=== CHALLENGE ===
Convert all the items below into a JSON list of strings, with one string for each line and no blank lines. Leave the pictures out.

Data items
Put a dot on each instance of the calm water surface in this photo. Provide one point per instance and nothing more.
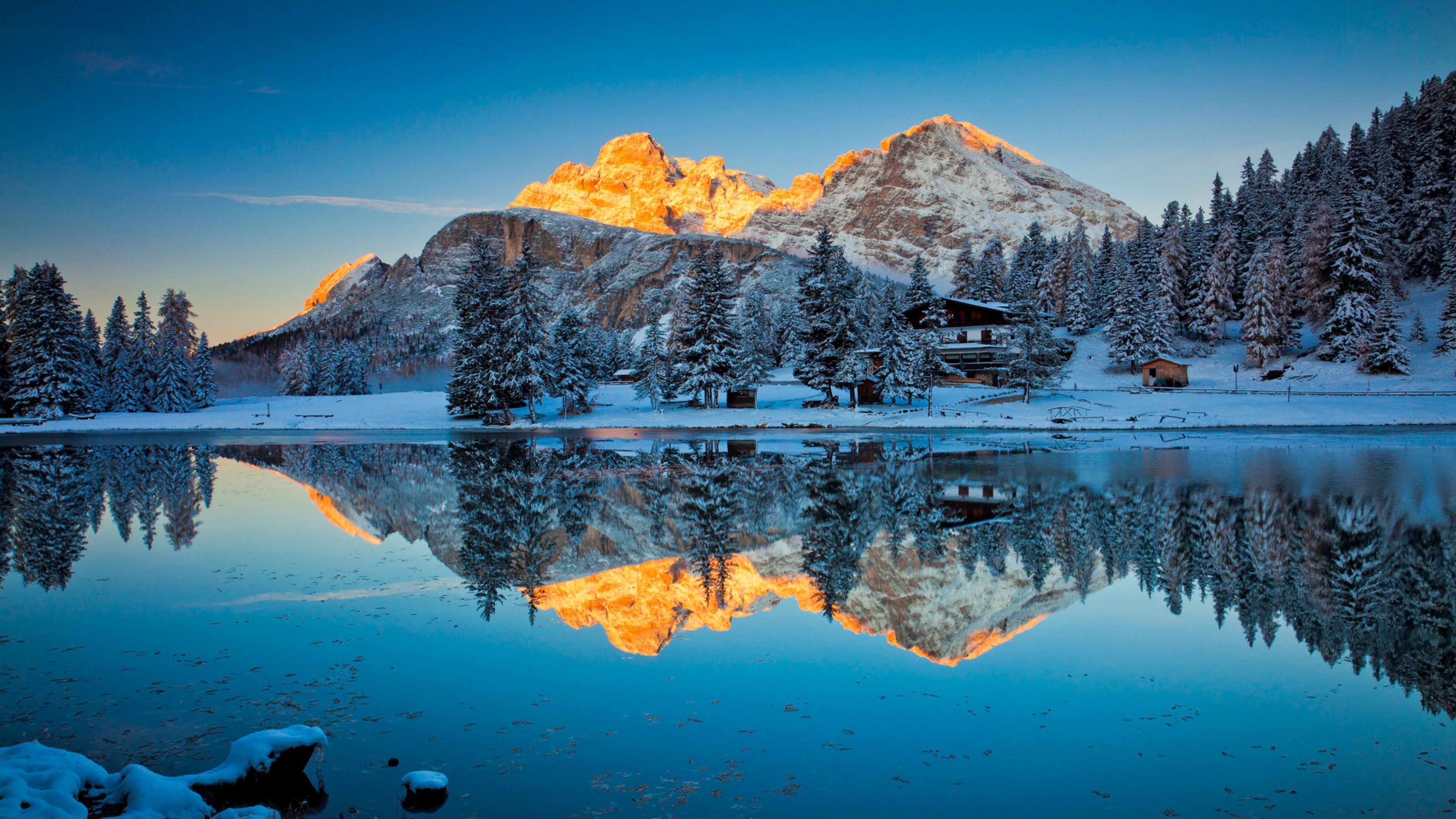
(1234, 626)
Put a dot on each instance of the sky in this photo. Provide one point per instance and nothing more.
(242, 151)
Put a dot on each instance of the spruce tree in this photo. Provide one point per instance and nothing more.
(1447, 331)
(47, 358)
(1356, 273)
(143, 353)
(1419, 334)
(1218, 288)
(571, 352)
(123, 392)
(991, 273)
(651, 368)
(1384, 352)
(963, 276)
(708, 344)
(1033, 358)
(1263, 328)
(175, 344)
(204, 390)
(523, 339)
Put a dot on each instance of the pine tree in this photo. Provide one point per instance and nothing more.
(1447, 331)
(1419, 334)
(97, 387)
(651, 368)
(1033, 358)
(123, 391)
(963, 276)
(571, 352)
(204, 390)
(1218, 298)
(477, 301)
(523, 337)
(143, 353)
(1263, 327)
(175, 344)
(1384, 353)
(1356, 271)
(897, 359)
(1173, 270)
(47, 358)
(991, 273)
(708, 343)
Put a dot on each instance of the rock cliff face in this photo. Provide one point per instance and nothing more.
(932, 190)
(404, 311)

=== FULL RESPONSE ===
[
  "Put a dot on each instance of the calm water surface in this photo. Provide one point per instance and nothing more.",
  "(1234, 626)",
  "Put a dot on each instance of the sky in this photo. Provide one point per instance and nothing more.",
  "(242, 151)",
  "Put a dot on each instance of the spruce tree in this photo. Provide one point per instance and nothing more.",
  "(1447, 331)",
  "(47, 358)",
  "(1356, 273)",
  "(143, 353)",
  "(1419, 334)",
  "(1218, 288)",
  "(571, 352)",
  "(123, 392)",
  "(991, 273)",
  "(651, 368)",
  "(1384, 352)",
  "(963, 276)",
  "(708, 344)",
  "(1033, 358)",
  "(1263, 328)",
  "(175, 344)",
  "(204, 390)",
  "(523, 339)",
  "Put a dot on each instance of the pine tree in this photo. Provide one point per instance and nothing more.",
  "(1447, 331)",
  "(1419, 334)",
  "(97, 387)",
  "(651, 368)",
  "(1033, 358)",
  "(123, 391)",
  "(963, 276)",
  "(571, 352)",
  "(204, 390)",
  "(1218, 298)",
  "(477, 301)",
  "(523, 337)",
  "(143, 353)",
  "(1263, 327)",
  "(175, 344)",
  "(1384, 353)",
  "(1356, 271)",
  "(897, 359)",
  "(1173, 270)",
  "(47, 358)",
  "(991, 273)",
  "(708, 343)",
  "Put a dot on each instance of the rock cliff face in this photo. Provide one point per instance and nothing more.",
  "(932, 190)",
  "(404, 311)"
]